WORK TO COMPLETE: What you return should be only the lines in the entries below between the one holding "<point>208,76</point>" and the one holding "<point>44,54</point>", ends included, with every picture left out.

---- SUPPLIED MATERIAL

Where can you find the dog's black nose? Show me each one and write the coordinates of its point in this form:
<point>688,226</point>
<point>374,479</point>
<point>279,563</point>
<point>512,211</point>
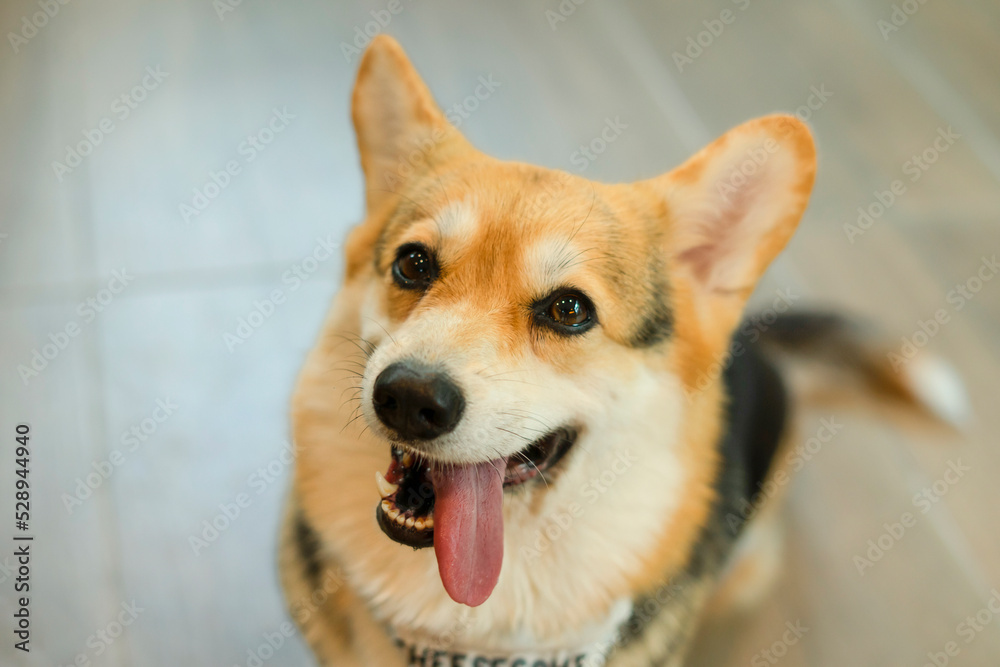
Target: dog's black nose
<point>417,402</point>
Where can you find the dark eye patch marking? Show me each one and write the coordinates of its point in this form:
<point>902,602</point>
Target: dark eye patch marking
<point>657,321</point>
<point>308,545</point>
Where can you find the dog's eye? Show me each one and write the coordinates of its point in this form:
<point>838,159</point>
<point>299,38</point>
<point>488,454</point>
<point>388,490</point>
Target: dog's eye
<point>414,267</point>
<point>567,312</point>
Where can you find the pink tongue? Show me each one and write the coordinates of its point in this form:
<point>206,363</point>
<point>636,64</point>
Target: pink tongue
<point>468,529</point>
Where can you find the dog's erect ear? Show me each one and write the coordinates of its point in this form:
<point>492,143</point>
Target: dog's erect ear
<point>735,204</point>
<point>396,120</point>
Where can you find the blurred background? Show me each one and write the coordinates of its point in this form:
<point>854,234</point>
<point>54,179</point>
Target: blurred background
<point>171,167</point>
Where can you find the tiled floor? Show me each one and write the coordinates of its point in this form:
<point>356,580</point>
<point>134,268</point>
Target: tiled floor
<point>877,100</point>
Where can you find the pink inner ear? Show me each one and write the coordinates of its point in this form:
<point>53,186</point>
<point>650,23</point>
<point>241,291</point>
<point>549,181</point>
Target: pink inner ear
<point>725,232</point>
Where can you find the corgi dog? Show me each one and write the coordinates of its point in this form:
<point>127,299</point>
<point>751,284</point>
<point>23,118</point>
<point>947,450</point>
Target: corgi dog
<point>535,429</point>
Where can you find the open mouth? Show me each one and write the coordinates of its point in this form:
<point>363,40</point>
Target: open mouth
<point>456,508</point>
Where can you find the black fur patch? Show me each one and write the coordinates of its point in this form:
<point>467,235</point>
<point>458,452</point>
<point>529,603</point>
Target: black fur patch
<point>658,321</point>
<point>656,326</point>
<point>308,544</point>
<point>755,421</point>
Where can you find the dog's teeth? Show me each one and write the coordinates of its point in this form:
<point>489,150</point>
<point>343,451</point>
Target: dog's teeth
<point>385,489</point>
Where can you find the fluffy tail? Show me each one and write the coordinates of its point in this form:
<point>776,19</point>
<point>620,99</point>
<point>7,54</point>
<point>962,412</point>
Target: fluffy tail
<point>829,359</point>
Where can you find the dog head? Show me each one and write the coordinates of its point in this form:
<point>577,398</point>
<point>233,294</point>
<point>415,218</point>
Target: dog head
<point>519,330</point>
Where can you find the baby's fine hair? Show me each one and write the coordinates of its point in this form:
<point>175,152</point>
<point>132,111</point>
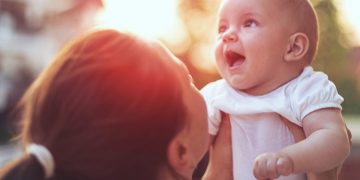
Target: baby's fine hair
<point>305,19</point>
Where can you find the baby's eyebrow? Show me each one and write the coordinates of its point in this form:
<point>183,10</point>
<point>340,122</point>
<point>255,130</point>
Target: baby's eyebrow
<point>191,78</point>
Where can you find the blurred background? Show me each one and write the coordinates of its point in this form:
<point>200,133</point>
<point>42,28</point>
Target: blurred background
<point>32,31</point>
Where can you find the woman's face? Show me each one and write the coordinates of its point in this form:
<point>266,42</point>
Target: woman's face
<point>196,124</point>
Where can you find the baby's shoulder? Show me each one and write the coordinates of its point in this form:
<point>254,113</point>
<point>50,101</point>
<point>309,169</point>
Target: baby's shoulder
<point>312,83</point>
<point>312,91</point>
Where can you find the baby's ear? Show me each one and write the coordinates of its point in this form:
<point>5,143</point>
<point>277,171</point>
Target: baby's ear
<point>179,157</point>
<point>297,47</point>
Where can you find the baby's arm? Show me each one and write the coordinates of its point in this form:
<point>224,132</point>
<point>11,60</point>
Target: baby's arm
<point>326,146</point>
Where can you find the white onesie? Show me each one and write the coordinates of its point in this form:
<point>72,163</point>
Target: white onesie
<point>256,120</point>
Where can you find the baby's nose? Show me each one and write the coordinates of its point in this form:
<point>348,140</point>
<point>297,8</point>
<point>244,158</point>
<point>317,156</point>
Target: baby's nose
<point>230,37</point>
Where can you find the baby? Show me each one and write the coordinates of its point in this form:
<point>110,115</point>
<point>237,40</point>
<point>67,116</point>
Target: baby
<point>263,53</point>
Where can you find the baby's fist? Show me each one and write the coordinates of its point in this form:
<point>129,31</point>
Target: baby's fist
<point>272,165</point>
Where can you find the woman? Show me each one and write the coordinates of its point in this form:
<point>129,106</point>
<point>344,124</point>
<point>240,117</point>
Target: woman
<point>112,106</point>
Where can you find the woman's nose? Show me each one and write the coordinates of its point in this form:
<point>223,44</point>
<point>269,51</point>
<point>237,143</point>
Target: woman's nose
<point>230,37</point>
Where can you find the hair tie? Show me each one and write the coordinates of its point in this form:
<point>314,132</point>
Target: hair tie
<point>44,156</point>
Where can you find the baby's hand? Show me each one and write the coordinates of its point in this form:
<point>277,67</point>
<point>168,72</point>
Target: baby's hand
<point>272,165</point>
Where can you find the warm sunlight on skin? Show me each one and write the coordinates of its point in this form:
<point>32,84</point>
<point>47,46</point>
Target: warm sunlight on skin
<point>351,15</point>
<point>147,18</point>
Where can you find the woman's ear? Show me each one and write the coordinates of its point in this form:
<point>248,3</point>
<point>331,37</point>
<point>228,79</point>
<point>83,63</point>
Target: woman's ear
<point>297,48</point>
<point>179,157</point>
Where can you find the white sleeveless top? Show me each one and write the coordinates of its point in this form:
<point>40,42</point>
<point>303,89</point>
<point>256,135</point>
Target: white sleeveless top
<point>256,120</point>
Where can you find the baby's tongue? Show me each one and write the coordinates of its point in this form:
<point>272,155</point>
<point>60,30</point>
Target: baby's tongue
<point>238,62</point>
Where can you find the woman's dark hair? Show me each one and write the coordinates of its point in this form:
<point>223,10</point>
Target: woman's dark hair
<point>106,108</point>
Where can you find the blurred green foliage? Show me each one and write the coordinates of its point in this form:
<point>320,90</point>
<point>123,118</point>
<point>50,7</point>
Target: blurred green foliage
<point>333,53</point>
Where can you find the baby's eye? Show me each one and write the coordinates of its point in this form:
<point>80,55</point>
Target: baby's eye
<point>222,29</point>
<point>250,23</point>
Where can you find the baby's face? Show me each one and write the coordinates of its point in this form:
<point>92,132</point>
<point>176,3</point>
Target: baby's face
<point>252,40</point>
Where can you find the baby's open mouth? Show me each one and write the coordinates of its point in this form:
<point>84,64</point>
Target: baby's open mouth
<point>233,58</point>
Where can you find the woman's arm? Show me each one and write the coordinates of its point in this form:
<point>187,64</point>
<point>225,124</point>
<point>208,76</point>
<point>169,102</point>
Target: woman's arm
<point>220,160</point>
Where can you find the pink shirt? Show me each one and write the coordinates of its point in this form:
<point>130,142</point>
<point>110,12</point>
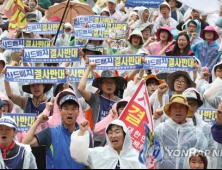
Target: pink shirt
<point>156,47</point>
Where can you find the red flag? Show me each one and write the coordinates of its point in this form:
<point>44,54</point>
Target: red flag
<point>7,8</point>
<point>137,112</point>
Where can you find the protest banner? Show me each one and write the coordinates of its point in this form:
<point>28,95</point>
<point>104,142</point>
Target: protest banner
<point>98,48</point>
<point>107,26</point>
<point>23,121</point>
<point>43,28</point>
<point>47,75</point>
<point>79,41</point>
<point>51,54</point>
<point>87,33</point>
<point>18,44</point>
<point>208,115</point>
<point>145,3</point>
<point>169,63</point>
<point>15,12</point>
<point>117,62</point>
<point>203,6</point>
<point>119,44</point>
<point>136,113</point>
<point>76,74</point>
<point>81,20</point>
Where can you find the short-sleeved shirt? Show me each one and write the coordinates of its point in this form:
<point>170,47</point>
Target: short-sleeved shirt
<point>100,106</point>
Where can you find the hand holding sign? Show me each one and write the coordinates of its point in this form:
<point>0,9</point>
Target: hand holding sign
<point>162,88</point>
<point>92,66</point>
<point>83,126</point>
<point>49,106</point>
<point>219,114</point>
<point>112,113</point>
<point>42,118</point>
<point>157,114</point>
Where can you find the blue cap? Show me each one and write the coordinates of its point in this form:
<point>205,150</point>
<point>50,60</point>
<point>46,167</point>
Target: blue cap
<point>2,103</point>
<point>69,97</point>
<point>9,122</point>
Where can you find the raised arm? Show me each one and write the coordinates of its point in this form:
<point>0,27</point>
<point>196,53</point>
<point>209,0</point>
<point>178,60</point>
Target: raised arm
<point>30,138</point>
<point>82,85</point>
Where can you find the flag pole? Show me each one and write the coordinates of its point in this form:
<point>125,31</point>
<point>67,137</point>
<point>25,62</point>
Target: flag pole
<point>61,22</point>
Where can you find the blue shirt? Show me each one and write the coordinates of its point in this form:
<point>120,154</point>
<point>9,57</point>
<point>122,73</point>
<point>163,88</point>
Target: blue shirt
<point>15,162</point>
<point>174,15</point>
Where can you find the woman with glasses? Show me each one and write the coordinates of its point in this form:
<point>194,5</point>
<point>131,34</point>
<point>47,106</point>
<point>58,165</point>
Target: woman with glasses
<point>118,154</point>
<point>108,84</point>
<point>181,48</point>
<point>177,83</point>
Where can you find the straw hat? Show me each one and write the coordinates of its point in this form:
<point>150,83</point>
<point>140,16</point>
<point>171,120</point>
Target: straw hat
<point>172,76</point>
<point>181,100</point>
<point>26,88</point>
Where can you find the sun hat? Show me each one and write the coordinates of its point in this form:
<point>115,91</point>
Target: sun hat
<point>209,28</point>
<point>152,76</point>
<point>91,47</point>
<point>2,103</point>
<point>171,77</point>
<point>108,74</point>
<point>178,99</point>
<point>164,4</point>
<point>69,98</point>
<point>146,25</point>
<point>192,93</point>
<point>162,75</point>
<point>166,28</point>
<point>9,122</point>
<point>138,33</point>
<point>26,88</point>
<point>179,4</point>
<point>31,17</point>
<point>56,88</point>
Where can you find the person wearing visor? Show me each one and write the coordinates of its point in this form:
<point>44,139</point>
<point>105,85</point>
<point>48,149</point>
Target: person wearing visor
<point>37,103</point>
<point>195,102</point>
<point>2,103</point>
<point>178,127</point>
<point>13,155</point>
<point>101,103</point>
<point>89,49</point>
<point>57,139</point>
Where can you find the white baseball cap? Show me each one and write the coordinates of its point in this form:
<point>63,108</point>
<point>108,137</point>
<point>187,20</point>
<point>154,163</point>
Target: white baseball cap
<point>113,1</point>
<point>9,122</point>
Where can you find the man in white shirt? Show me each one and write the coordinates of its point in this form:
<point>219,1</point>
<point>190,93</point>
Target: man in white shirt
<point>113,11</point>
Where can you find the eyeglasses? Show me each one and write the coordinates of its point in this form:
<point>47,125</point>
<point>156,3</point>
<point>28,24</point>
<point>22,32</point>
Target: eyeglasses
<point>109,83</point>
<point>219,70</point>
<point>177,81</point>
<point>190,26</point>
<point>115,134</point>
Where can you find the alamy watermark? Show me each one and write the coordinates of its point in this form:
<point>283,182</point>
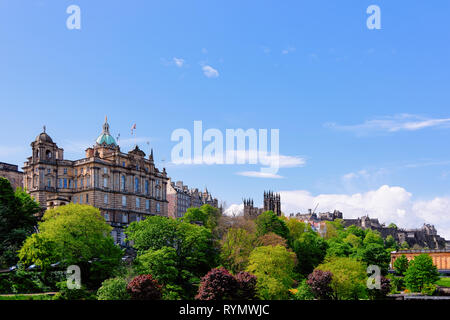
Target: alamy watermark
<point>235,147</point>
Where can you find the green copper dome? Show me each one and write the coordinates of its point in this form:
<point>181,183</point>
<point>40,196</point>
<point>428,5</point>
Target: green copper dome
<point>105,137</point>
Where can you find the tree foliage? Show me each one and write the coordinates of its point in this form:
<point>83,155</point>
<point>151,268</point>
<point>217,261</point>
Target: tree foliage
<point>320,284</point>
<point>113,289</point>
<point>217,284</point>
<point>144,287</point>
<point>401,265</point>
<point>349,275</point>
<point>236,247</point>
<point>274,269</point>
<point>17,221</point>
<point>269,222</point>
<point>74,234</point>
<point>421,272</point>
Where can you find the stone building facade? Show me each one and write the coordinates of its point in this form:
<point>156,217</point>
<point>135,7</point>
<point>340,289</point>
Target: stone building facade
<point>180,198</point>
<point>12,173</point>
<point>441,258</point>
<point>272,202</point>
<point>126,187</point>
<point>425,237</point>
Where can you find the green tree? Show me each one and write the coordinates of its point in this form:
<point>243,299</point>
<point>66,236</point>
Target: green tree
<point>236,247</point>
<point>310,249</point>
<point>113,289</point>
<point>74,234</point>
<point>353,240</point>
<point>421,272</point>
<point>17,221</point>
<point>349,277</point>
<point>296,228</point>
<point>401,265</point>
<point>375,254</point>
<point>390,243</point>
<point>269,222</point>
<point>373,237</point>
<point>338,248</point>
<point>161,264</point>
<point>195,254</point>
<point>274,270</point>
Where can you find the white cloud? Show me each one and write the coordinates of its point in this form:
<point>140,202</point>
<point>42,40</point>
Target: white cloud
<point>234,210</point>
<point>6,151</point>
<point>258,174</point>
<point>178,61</point>
<point>288,50</point>
<point>401,122</point>
<point>244,156</point>
<point>387,203</point>
<point>210,72</point>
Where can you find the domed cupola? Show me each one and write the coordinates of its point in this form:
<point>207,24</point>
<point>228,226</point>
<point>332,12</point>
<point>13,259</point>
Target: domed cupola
<point>44,137</point>
<point>106,139</point>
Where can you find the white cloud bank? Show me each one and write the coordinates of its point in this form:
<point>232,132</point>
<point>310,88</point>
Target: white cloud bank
<point>210,72</point>
<point>387,203</point>
<point>401,122</point>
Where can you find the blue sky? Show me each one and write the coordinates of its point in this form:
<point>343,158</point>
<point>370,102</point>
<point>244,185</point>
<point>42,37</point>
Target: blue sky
<point>363,108</point>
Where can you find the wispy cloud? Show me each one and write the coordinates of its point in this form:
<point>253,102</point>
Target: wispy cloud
<point>258,174</point>
<point>178,62</point>
<point>210,72</point>
<point>288,50</point>
<point>245,156</point>
<point>401,122</point>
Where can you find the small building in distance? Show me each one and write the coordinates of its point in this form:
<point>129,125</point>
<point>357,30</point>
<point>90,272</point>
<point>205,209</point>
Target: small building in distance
<point>125,187</point>
<point>441,257</point>
<point>180,198</point>
<point>272,202</point>
<point>424,237</point>
<point>12,173</point>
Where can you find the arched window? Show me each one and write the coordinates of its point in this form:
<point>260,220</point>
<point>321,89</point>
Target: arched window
<point>122,183</point>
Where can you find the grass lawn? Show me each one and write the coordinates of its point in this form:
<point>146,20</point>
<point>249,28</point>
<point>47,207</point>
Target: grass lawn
<point>444,282</point>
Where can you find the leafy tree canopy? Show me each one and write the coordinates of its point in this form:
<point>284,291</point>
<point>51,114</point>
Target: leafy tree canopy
<point>421,272</point>
<point>17,221</point>
<point>349,277</point>
<point>74,234</point>
<point>274,270</point>
<point>269,222</point>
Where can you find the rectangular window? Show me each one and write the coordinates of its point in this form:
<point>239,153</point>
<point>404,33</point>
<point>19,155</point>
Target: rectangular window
<point>138,203</point>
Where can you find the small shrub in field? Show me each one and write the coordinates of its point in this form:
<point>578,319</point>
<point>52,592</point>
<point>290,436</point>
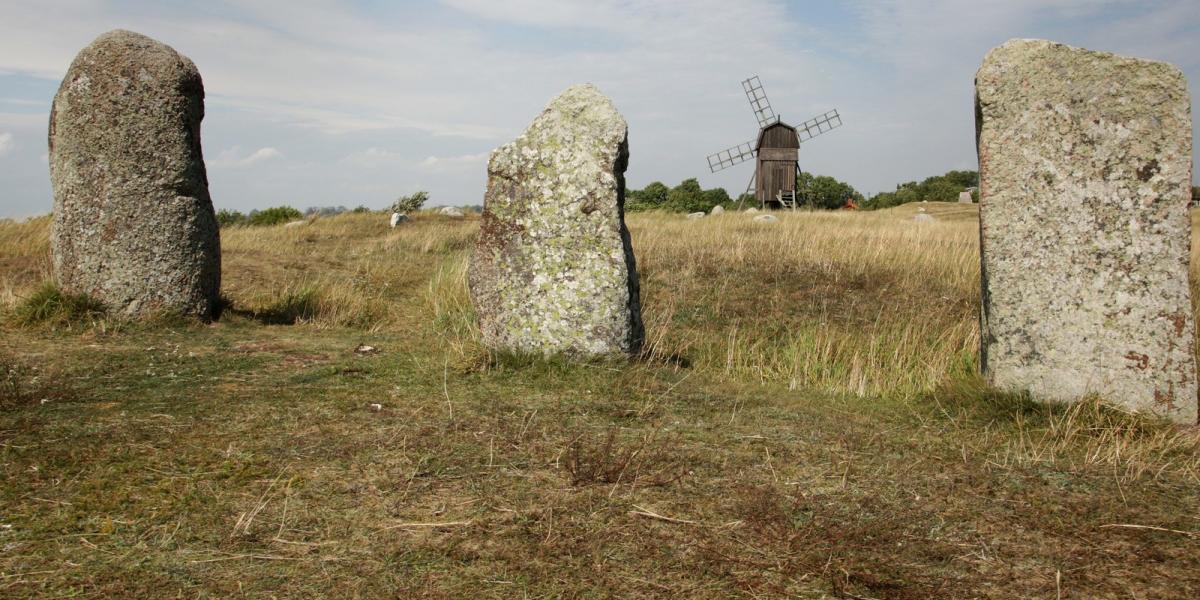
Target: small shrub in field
<point>49,305</point>
<point>275,215</point>
<point>409,203</point>
<point>227,217</point>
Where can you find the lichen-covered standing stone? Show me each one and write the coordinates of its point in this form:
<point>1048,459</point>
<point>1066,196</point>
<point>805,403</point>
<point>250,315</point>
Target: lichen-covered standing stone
<point>553,269</point>
<point>1085,166</point>
<point>133,222</point>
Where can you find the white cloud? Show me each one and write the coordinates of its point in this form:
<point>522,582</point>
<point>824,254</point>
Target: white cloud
<point>454,162</point>
<point>234,159</point>
<point>372,159</point>
<point>359,93</point>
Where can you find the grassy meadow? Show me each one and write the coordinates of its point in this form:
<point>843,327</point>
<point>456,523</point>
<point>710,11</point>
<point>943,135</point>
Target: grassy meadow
<point>805,421</point>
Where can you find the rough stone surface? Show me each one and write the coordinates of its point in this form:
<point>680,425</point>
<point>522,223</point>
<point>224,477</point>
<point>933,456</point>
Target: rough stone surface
<point>133,223</point>
<point>553,269</point>
<point>1085,163</point>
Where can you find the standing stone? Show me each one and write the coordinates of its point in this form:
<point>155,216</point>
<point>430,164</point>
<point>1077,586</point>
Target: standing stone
<point>1085,166</point>
<point>133,222</point>
<point>553,269</point>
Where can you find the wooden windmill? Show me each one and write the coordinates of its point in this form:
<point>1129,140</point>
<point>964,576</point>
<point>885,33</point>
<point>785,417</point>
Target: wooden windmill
<point>778,149</point>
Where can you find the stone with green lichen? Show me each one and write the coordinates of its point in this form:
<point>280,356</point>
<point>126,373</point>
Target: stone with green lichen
<point>1085,166</point>
<point>553,270</point>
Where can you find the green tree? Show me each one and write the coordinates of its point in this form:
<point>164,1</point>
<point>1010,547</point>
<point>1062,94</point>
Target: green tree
<point>653,196</point>
<point>934,189</point>
<point>409,203</point>
<point>687,197</point>
<point>227,217</point>
<point>274,215</point>
<point>717,197</point>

--------

WRITTEN ANSWER:
<point>208,76</point>
<point>169,102</point>
Target: woman's arm
<point>220,160</point>
Where can you find the pink shirt? Show me each one and write the coordinates of its point in this form:
<point>130,142</point>
<point>110,12</point>
Target: pink shirt
<point>156,47</point>
Where can you find the red flag? Show me each one and write the coordinates of its point in this form:
<point>44,54</point>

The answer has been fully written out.